━━ Supplied data
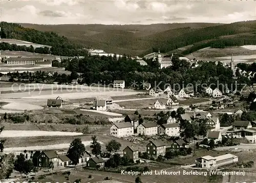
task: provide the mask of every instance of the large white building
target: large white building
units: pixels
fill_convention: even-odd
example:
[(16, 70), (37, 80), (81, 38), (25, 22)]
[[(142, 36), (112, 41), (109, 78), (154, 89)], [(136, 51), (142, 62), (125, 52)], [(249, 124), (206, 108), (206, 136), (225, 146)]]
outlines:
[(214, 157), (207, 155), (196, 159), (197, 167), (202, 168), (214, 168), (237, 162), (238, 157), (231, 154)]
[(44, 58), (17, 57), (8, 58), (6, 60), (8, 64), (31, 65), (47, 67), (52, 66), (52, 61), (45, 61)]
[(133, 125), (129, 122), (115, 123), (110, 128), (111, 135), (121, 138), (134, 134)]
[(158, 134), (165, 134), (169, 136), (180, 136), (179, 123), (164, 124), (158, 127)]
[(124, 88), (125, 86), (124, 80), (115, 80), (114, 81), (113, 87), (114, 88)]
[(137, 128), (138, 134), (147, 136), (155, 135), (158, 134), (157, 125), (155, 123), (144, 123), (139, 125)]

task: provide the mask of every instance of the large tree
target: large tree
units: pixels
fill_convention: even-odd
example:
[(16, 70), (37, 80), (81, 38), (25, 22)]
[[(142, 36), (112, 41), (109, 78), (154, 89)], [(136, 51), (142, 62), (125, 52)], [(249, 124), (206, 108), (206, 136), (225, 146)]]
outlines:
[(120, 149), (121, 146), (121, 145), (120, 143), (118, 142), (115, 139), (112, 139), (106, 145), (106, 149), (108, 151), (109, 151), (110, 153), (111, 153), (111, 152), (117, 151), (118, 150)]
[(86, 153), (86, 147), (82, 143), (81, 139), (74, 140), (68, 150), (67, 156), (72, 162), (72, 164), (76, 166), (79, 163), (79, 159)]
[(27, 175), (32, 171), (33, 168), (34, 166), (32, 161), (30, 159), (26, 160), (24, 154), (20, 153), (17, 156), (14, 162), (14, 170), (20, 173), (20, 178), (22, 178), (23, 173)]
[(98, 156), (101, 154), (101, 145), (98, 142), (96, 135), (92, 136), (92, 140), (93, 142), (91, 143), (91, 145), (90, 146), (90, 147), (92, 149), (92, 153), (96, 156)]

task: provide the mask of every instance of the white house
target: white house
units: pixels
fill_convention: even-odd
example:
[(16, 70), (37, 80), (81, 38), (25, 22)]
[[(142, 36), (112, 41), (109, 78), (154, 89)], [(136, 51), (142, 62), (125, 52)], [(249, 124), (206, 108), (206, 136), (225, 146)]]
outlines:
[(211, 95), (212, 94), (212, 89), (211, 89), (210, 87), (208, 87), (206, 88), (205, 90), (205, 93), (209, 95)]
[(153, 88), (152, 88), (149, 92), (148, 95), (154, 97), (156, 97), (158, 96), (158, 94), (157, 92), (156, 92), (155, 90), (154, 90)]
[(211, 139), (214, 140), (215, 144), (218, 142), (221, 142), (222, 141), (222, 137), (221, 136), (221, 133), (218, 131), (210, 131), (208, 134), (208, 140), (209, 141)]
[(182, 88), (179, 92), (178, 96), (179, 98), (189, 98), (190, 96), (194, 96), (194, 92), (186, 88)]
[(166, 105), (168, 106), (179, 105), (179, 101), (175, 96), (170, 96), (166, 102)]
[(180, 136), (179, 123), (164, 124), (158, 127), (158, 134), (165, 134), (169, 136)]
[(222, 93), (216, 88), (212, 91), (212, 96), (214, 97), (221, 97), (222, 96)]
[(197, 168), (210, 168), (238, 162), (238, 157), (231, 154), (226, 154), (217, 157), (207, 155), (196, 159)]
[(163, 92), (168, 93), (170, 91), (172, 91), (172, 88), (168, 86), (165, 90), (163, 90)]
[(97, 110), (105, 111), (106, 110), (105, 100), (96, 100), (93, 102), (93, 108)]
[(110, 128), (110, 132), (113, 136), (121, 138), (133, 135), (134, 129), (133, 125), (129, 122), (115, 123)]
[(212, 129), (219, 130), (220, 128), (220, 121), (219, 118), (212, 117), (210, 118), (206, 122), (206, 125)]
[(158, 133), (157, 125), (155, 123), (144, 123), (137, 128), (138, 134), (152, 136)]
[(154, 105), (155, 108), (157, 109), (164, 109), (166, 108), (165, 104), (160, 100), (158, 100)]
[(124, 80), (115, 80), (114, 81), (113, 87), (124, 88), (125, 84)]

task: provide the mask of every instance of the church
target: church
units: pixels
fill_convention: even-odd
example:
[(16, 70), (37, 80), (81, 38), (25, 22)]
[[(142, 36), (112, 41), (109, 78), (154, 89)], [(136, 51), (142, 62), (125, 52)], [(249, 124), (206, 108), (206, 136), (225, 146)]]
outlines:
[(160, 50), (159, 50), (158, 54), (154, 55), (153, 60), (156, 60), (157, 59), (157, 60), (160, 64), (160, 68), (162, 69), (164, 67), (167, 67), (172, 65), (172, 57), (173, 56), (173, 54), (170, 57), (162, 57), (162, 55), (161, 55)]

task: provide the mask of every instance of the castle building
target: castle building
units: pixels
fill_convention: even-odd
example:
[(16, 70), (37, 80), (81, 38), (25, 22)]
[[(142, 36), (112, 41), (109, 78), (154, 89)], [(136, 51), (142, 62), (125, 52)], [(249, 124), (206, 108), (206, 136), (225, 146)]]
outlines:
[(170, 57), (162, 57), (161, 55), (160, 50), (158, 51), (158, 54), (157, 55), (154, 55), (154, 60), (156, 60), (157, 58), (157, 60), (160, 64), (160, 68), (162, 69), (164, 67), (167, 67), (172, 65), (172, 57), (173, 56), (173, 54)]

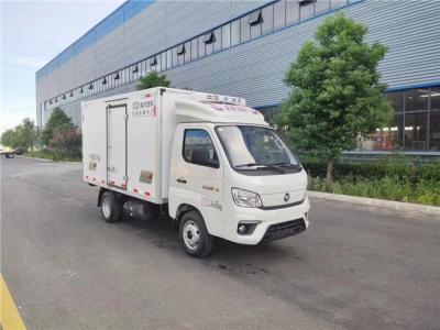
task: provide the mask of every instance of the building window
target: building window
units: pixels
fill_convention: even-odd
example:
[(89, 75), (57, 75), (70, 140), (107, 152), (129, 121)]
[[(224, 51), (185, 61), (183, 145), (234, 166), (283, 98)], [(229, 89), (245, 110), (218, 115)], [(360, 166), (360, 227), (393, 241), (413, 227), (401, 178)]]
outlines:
━━━━
Task: Rewrite every one of the entries above, switching "pixels" to "px" and keeping everything else the same. Leave the pictures out.

Output of the exercise:
task: provide the mask of every instance of the large white building
target: large white building
units: px
fill_convention: even-odd
example:
[(16, 70), (37, 80), (81, 38), (25, 22)]
[[(142, 36), (112, 41), (109, 78), (154, 89)], [(136, 51), (142, 62), (125, 52)], [(249, 124), (206, 108), (206, 136), (225, 146)]]
outlines:
[(214, 157), (207, 155), (196, 159), (197, 167), (202, 168), (214, 168), (237, 162), (238, 157), (231, 154)]
[(44, 58), (17, 57), (8, 58), (6, 60), (8, 64), (31, 65), (47, 67), (52, 66), (52, 61), (45, 61)]
[(133, 125), (129, 122), (115, 123), (110, 128), (111, 135), (121, 138), (134, 134)]
[(158, 134), (165, 134), (169, 136), (180, 136), (179, 123), (164, 124), (158, 127)]
[(124, 88), (125, 86), (124, 80), (115, 80), (114, 81), (113, 87), (114, 88)]
[(137, 128), (138, 134), (147, 136), (155, 135), (158, 134), (157, 125), (155, 123), (144, 123), (139, 125)]

task: provide the mask of every instance of the large tree
target: large tree
units: px
fill_convention: even-odd
example:
[(16, 70), (37, 80), (81, 38), (25, 22)]
[[(142, 36), (112, 41), (109, 78), (154, 89)], [(136, 51), (142, 62), (125, 52)], [(249, 124), (206, 108), (206, 136), (225, 146)]]
outlines:
[(120, 149), (121, 146), (121, 145), (120, 143), (118, 142), (115, 139), (112, 139), (106, 145), (106, 149), (108, 151), (109, 151), (110, 153), (111, 153), (111, 152), (117, 151), (118, 150)]
[(86, 153), (86, 147), (82, 143), (81, 139), (74, 140), (68, 150), (67, 156), (72, 162), (72, 164), (76, 166), (79, 163), (79, 159)]
[(27, 175), (32, 171), (33, 168), (34, 166), (32, 161), (30, 159), (26, 160), (24, 154), (20, 153), (17, 156), (14, 162), (14, 170), (20, 173), (20, 178), (22, 178), (23, 173)]
[(98, 156), (101, 154), (101, 145), (98, 142), (96, 135), (92, 136), (92, 140), (93, 142), (91, 143), (91, 145), (90, 146), (90, 147), (92, 149), (92, 153), (96, 156)]

task: provide the mask of every instance of the white house
target: white house
units: px
fill_convention: even-odd
example:
[(16, 70), (37, 80), (81, 38), (25, 22)]
[[(142, 36), (112, 41), (109, 78), (154, 89)], [(136, 51), (142, 62), (125, 52)], [(249, 124), (206, 108), (206, 136), (225, 146)]]
outlines:
[(211, 95), (212, 94), (212, 89), (211, 89), (210, 87), (208, 87), (206, 88), (205, 90), (205, 93), (209, 95)]
[(153, 88), (152, 88), (149, 92), (148, 95), (154, 97), (156, 97), (158, 96), (158, 94), (157, 92), (156, 92), (155, 90), (154, 90)]
[(211, 139), (214, 140), (215, 144), (218, 142), (221, 142), (222, 141), (222, 137), (221, 136), (221, 133), (218, 131), (210, 131), (208, 134), (208, 140), (209, 141)]
[(182, 88), (179, 92), (178, 96), (179, 98), (189, 98), (190, 96), (194, 96), (194, 92), (186, 88)]
[(166, 105), (168, 106), (179, 105), (179, 101), (175, 96), (170, 96), (166, 102)]
[(180, 136), (179, 123), (164, 124), (158, 127), (158, 134), (165, 134), (169, 136)]
[(222, 93), (216, 88), (212, 91), (212, 96), (214, 97), (221, 97), (222, 96)]
[(197, 168), (210, 168), (238, 162), (238, 157), (231, 154), (226, 154), (217, 157), (207, 155), (196, 159)]
[(163, 92), (168, 93), (170, 91), (172, 91), (172, 88), (168, 86), (165, 90), (163, 90)]
[(97, 110), (105, 111), (106, 110), (105, 100), (96, 100), (93, 102), (93, 108)]
[(110, 128), (110, 132), (113, 136), (121, 138), (133, 135), (134, 129), (133, 125), (129, 122), (115, 123)]
[(212, 129), (219, 130), (220, 128), (220, 121), (219, 118), (212, 117), (210, 118), (206, 122), (206, 125)]
[(158, 133), (157, 125), (155, 123), (144, 123), (137, 128), (138, 134), (152, 136)]
[(154, 105), (155, 108), (157, 109), (164, 109), (166, 108), (165, 104), (160, 100), (158, 100)]
[(124, 80), (115, 80), (114, 81), (113, 87), (124, 88), (125, 84)]

task: provide the mask of every instance of the church
target: church
units: px
fill_convention: even-odd
example:
[(16, 70), (37, 80), (81, 38), (25, 22)]
[[(142, 36), (112, 41), (109, 78), (154, 89)], [(136, 51), (142, 62), (125, 52)], [(249, 124), (206, 108), (206, 136), (225, 146)]]
outlines:
[(160, 50), (159, 50), (158, 54), (154, 55), (153, 60), (156, 60), (157, 59), (157, 60), (160, 64), (160, 68), (162, 69), (164, 67), (167, 67), (172, 65), (172, 57), (173, 56), (173, 54), (170, 57), (162, 57), (162, 55), (161, 55)]

task: provide the mask of every instance of the castle building
target: castle building
units: px
fill_convention: even-odd
example:
[(16, 70), (37, 80), (81, 38), (25, 22)]
[[(142, 36), (112, 41), (109, 78), (154, 89)], [(136, 51), (142, 62), (125, 52)], [(249, 124), (206, 108), (206, 136), (225, 146)]]
outlines:
[(170, 57), (162, 57), (161, 55), (160, 50), (158, 51), (158, 54), (157, 55), (154, 55), (154, 60), (156, 60), (157, 58), (157, 60), (160, 64), (160, 68), (162, 69), (164, 67), (167, 67), (172, 65), (172, 57), (173, 56), (173, 54)]

task: provide the mask of every instance of the building window
target: building window
units: px
fill_convention: even-odd
example:
[(89, 75), (57, 75), (70, 140), (107, 152), (129, 121)]
[[(224, 51), (185, 61), (183, 145), (234, 166), (283, 98)], [(229, 89), (245, 110), (218, 115)], [(360, 166), (360, 227), (393, 241), (413, 227), (401, 178)]]
outlines:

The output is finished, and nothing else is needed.